* **Exercise details**: Write out, precisely and in full, each line of the material.
:: Given data
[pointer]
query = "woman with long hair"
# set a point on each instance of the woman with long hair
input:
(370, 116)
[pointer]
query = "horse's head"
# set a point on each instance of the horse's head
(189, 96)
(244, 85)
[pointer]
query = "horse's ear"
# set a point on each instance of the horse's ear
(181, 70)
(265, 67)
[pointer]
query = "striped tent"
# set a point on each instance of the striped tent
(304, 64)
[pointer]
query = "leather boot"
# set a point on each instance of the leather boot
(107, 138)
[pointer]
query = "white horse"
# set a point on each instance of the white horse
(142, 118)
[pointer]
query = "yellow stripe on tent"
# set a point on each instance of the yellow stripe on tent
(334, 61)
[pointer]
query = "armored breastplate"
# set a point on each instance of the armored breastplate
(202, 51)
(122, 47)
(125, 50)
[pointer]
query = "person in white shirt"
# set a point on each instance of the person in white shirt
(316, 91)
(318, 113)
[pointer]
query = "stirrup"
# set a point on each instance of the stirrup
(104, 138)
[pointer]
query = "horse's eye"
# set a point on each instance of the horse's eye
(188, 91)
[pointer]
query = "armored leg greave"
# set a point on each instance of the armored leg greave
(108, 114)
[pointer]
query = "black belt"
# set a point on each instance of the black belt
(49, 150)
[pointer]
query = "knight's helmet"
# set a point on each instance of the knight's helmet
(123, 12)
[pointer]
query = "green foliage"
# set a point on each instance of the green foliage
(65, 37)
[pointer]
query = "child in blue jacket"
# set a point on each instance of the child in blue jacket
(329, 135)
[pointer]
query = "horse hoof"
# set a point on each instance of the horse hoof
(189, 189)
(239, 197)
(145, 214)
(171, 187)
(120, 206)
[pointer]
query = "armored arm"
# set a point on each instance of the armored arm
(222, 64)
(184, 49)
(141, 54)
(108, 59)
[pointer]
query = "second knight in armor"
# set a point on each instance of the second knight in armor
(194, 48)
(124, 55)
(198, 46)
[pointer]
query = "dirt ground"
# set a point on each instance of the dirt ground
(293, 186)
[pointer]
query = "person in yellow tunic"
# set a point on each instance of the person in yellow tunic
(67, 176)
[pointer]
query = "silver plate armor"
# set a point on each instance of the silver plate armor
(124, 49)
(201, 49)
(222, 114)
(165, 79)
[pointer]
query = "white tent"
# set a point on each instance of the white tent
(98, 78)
::::
* **Finished task**:
[pointer]
query = "woman with long hair"
# set a point on each instance of the woman with long hair
input:
(370, 116)
[pointer]
query = "horse's head"
# set a point on each instance of the horse's head
(189, 96)
(244, 85)
[pointer]
query = "horse's ear"
# set a point on each instance of the horse's ear
(181, 70)
(265, 67)
[pointer]
query = "striped tent"
# set a point on each instance of the striped tent
(304, 64)
[pointer]
query = "leather boot"
# set a point on each instance of the leather boot
(107, 138)
[pointer]
query = "white horse"
# set a point on each instance of the white horse
(142, 118)
[pointer]
query = "yellow stripe on tent"
# set a point on each instance of the yellow stripe on tent
(334, 61)
[pointer]
query = "armored breastplate"
# set a point on each instance of the armored breastplate
(202, 51)
(122, 47)
(125, 50)
[pointer]
query = "person in white shirt"
# set a point on each instance of the person in white shirt
(316, 91)
(318, 113)
[pointer]
query = "stirrup"
# set a point on each instance of the stirrup
(104, 138)
[pointer]
query = "horse's eye"
# set a point on each instance of the horse's eye
(188, 91)
[pointer]
query = "armored leg greave"
# set a point on each instance of the armored leg greave
(108, 114)
[pointer]
query = "black belt"
# set a point on each instance of the black belt
(49, 150)
[pointer]
query = "knight's helmet"
# set a point on each instance of the knight's helmet
(123, 12)
[pointer]
query = "green foliage"
# set a point on each instance of the green foliage
(65, 37)
[pointer]
query = "child in blue jacket"
# set a point on each instance of the child in blue jacket
(329, 135)
[pointer]
query = "horse hoof"
# set a point on each instance of the horse hoof
(189, 189)
(239, 197)
(145, 214)
(171, 187)
(120, 206)
[pointer]
query = "armored arm"
# set a point on each instance of the armored arm
(222, 64)
(184, 49)
(141, 54)
(108, 59)
[pointer]
query = "second knight in armor"
# set a point on each instance of the second knight in armor
(194, 48)
(124, 55)
(198, 46)
[pointer]
query = "dirt ground"
# set a point on each instance of the dirt ground
(293, 186)
[pointer]
query = "person in yellow tunic"
# set a point on each instance of the person in yellow tunic
(67, 176)
[pointer]
query = "silver plate armor"
# set a point on each instance of the silver plate armor
(124, 49)
(201, 49)
(222, 114)
(165, 79)
[pointer]
query = "white tent"
# set a point on each instance of the white tent
(98, 78)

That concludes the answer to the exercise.